### GIVEN INSTRUCTION
Turn the items below into a JSON list of strings with one string for each line. Skip blank lines and leave the pictures out.

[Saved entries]
* * * * * * *
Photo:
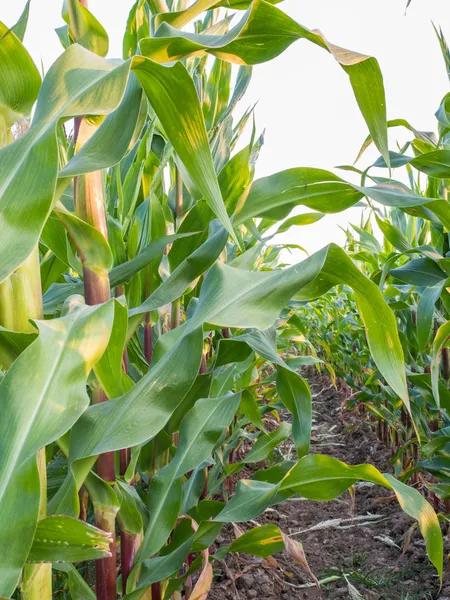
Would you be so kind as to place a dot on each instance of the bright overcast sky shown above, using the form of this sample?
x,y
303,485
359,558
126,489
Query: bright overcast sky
x,y
305,101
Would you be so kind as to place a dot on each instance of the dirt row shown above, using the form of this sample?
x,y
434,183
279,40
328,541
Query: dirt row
x,y
363,547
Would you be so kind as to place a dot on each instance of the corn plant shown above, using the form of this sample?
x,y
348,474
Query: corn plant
x,y
142,309
409,265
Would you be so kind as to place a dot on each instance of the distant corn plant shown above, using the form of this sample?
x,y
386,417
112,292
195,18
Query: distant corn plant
x,y
139,304
408,260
* * * * * * *
### FULL SOLUTION
[
  "Photo:",
  "Would you be so kind as to place a dot on each instance of the bright overcast sky shown above, using the form of this sample?",
  "x,y",
  "303,485",
  "359,558",
  "126,489",
  "Query: bright overcast sky",
  "x,y",
  "305,101",
  "Would you be so kind as to place a dot on each instance of the dirt row shown above, using the form of this sample?",
  "x,y",
  "434,183",
  "279,40",
  "328,541",
  "Query: dirt row",
  "x,y",
  "363,547",
  "Would you be so kind as to place a dot on each instance of the corn plant shown above, using the form of this sample?",
  "x,y",
  "348,474",
  "Query: corn plant",
  "x,y",
  "142,309",
  "409,265",
  "Would you be so kind as to place a dot on each instance of the distant corn plant shown above, using the form of this sample?",
  "x,y",
  "386,417",
  "112,292",
  "195,18",
  "Query: distant corn plant",
  "x,y",
  "139,304",
  "408,260"
]